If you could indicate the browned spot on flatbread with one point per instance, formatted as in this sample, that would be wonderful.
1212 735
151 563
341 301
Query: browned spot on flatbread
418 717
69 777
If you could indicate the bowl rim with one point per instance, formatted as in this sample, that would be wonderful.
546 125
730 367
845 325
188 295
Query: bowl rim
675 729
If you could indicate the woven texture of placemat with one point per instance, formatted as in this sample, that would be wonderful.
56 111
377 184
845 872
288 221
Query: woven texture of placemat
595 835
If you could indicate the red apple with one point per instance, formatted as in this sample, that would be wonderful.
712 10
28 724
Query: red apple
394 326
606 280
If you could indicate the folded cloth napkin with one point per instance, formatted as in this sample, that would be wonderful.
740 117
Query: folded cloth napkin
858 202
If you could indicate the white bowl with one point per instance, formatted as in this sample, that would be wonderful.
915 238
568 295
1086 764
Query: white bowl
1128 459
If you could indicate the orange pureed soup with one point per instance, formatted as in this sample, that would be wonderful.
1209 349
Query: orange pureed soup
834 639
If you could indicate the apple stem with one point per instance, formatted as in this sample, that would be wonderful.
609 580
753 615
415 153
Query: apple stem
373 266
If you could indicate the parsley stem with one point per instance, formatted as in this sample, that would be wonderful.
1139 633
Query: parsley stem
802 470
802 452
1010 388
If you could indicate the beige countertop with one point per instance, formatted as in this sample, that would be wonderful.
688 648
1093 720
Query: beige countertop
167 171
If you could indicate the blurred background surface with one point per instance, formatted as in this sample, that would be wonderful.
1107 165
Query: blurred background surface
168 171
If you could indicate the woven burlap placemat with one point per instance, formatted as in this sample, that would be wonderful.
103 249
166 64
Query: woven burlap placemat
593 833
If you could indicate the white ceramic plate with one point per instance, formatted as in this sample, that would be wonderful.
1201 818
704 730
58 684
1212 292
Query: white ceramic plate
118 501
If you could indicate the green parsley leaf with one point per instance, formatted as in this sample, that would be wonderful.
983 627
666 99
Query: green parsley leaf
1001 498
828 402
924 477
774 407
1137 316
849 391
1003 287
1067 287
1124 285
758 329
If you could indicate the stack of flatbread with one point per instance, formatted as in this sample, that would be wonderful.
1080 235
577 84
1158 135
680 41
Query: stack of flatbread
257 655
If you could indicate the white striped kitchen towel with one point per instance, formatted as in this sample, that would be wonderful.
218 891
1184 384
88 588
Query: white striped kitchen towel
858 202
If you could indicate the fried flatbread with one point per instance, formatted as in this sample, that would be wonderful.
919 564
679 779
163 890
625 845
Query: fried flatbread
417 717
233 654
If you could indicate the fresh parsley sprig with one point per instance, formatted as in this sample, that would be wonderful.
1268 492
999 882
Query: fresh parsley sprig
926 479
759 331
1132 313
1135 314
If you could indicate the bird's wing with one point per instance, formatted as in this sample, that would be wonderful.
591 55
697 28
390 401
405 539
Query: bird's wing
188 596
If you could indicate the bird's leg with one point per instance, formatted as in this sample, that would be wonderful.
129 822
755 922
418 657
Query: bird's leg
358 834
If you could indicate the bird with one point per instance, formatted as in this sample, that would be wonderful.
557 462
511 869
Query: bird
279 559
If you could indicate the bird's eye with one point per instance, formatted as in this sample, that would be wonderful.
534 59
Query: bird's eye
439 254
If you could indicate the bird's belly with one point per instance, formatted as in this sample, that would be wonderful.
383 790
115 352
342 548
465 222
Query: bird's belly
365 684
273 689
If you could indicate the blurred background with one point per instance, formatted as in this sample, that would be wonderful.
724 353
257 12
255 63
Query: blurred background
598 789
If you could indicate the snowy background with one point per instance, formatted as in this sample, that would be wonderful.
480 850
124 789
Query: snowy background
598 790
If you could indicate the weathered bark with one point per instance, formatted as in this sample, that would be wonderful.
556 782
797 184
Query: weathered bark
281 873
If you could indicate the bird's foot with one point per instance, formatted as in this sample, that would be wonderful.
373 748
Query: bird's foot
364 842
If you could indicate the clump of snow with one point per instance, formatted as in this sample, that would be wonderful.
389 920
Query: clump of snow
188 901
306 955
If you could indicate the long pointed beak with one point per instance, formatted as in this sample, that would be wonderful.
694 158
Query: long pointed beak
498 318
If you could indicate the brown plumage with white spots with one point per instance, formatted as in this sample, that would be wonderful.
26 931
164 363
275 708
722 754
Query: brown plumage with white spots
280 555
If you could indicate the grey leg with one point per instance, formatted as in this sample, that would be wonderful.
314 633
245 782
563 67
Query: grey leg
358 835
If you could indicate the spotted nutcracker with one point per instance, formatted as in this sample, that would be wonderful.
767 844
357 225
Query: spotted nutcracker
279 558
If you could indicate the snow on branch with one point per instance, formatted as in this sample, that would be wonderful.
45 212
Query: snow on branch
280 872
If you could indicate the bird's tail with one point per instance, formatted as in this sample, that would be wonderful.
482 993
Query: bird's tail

---*---

What you will do ->
Exactly reproduce all of the entries above.

Exercise answer ->
If you could indicate the browned spot on flatbread with one point per instance, formatted as in this sample, that would be wonderful.
1212 735
151 563
341 301
Query: browned spot on flatbread
418 717
69 777
If you could indicate the bowl rim with one point per instance, formatted as in this sample, that would be wonderful.
546 125
730 367
845 325
188 295
Query: bowl rim
675 729
If you could indicate the woven texture of placemat with one point per instance, formatted as in this sample, that would be wonderful.
56 111
377 184
845 872
288 221
Query: woven texture of placemat
595 835
If you could indicate the red apple with one point per instance, formatted as in this sample, that would be wonderful.
712 10
28 724
Query: red apple
394 326
606 280
If you could indicate the folded cloth napkin with one point per instance, formatted as in this sample, that would be wonderful.
740 117
Query: folded cloth napkin
858 202
If you could indicate the white bowl with one point per instance, formatted as in this sample, that would be wonderful.
915 238
568 295
1086 764
Query: white bowl
1128 459
If you could indicate the orange pureed soup with one point per instance, formatted as in this sample, that would be wonderful.
1209 349
Query: orange pureed soup
834 639
If you could indicate the apple stem with one point per instance, formatted as in this sample, that would be wonderful.
609 580
753 615
415 153
Query: apple stem
373 266
If you could indicate the parsley stem with one point per instance, formatted as in this sample, that would be wonderful.
1139 633
Query: parsley stem
802 470
802 452
1010 388
If you could indicate the beige countertop with one point per instance, formatted as in this sample, that would be wonderful.
688 648
1093 720
Query: beige countertop
167 171
If you could indicate the blurred background surface with one point per instance, formatted as in this sample, that would be wonderful.
1107 165
Query: blurred background surface
168 171
If you could indicate the woven burlap placemat with one point per instance, formatted as in this sample, that would be wonderful.
103 249
166 64
Query: woven burlap placemat
593 833
If you could indicate the white ceramic plate with one point per instance, formatted as in this sample, that would be wonderful.
1201 818
704 730
58 684
1212 292
Query: white ceramic plate
118 501
If you could indicate the green parsley leaf with one point per instance, formatted as in this sample, that would be wonderful.
983 627
666 99
Query: green parsley leaf
1001 498
828 402
924 477
774 407
1137 316
849 391
1003 287
1067 287
1124 285
758 329
If you could indicate the stack of flatbread with one point per instance, formatted as in this sample, that would be wonderful.
1080 235
577 84
1158 135
680 41
Query: stack of flatbread
257 655
If you could indicate the white striped kitchen towel with one point per instance, formatted as in this sample, that would be wonderful.
218 891
1184 384
88 588
Query: white striped kitchen towel
858 202
If you could indicate the fried flatbread with one point per instance, formatted as in this sample, that would be wonderful.
919 564
679 779
163 890
625 845
Query: fried flatbread
417 717
233 654
If you could indicate the fresh parsley sprig with one point per instance, formatted as in this sample, that would be wonderful.
1268 492
999 882
Query: fresh parsley sprig
926 479
759 331
1132 313
1135 314
If you could indicate the bird's wing with one point per instance, formatted as in this sample, that would be wonderful.
591 55
697 28
390 401
405 539
Query: bird's wing
188 596
If you could indicate the bird's leg with one point per instance, formatted as in this sample, that would be wonderful.
129 822
755 922
418 657
Query: bird's leg
358 834
If you could indicate the bird with one point per instance, formatted as in this sample, that would be wonderful.
557 462
511 869
Query: bird
279 559
If you could indicate the bird's eye with one point per instance, formatted as in this sample, that would be wonderful.
534 59
Query: bird's eye
439 254
If you could indicate the bird's belly with one point per instance, formatted as in this sample, that would be wonderful.
383 790
115 352
342 548
465 222
Query: bird's belly
365 684
273 689
If you could indicate the blurred background with one point per instance, formatted as in this sample, that would be wonderful.
724 353
257 12
255 63
Query: blurred background
598 789
If you could indicate the snowy background with one point per instance, formatted as in this sample, that would be wonderful.
480 850
124 789
Query: snowy background
598 790
If you could indicate the weathered bark with one point per instance, formatted as in this sample, that would be wonderful.
556 782
797 184
Query: weathered bark
281 873
If you could indicate the bird's foot with one point per instance, formatted as in this sample, that would be wonderful.
373 748
Query: bird's foot
364 842
If you could indicate the clump of snow with one point per instance, formatted as in this sample, that would be wonderful.
389 920
Query: clump of snow
188 901
306 955
If you could indicate the long pointed beak with one point per instance, formatted as in this sample, that would be wonderful.
694 158
Query: long pointed beak
498 318
If you could indicate the brown plumage with white spots with one point per instance, formatted as in this sample, that would be wonderful.
26 931
164 363
275 708
722 754
Query: brown plumage with white spots
280 555
If you could indicate the grey leg with one point per instance, formatted as in this sample, that would be wonderful.
314 633
245 782
563 67
Query: grey leg
358 835
If you could indicate the spotted nutcracker with one point per instance, formatted as in this sample, that would be wonderful.
767 844
357 225
Query: spotted nutcracker
279 558
If you could indicate the snow on branch with one point per instance, formatted as in this sample, that would be wonderful.
45 212
Query: snow on branch
280 872
If you could indicate the bird's tail with one point per instance, formatted as in this sample, that would be wonderful.
482 993
Query: bird's tail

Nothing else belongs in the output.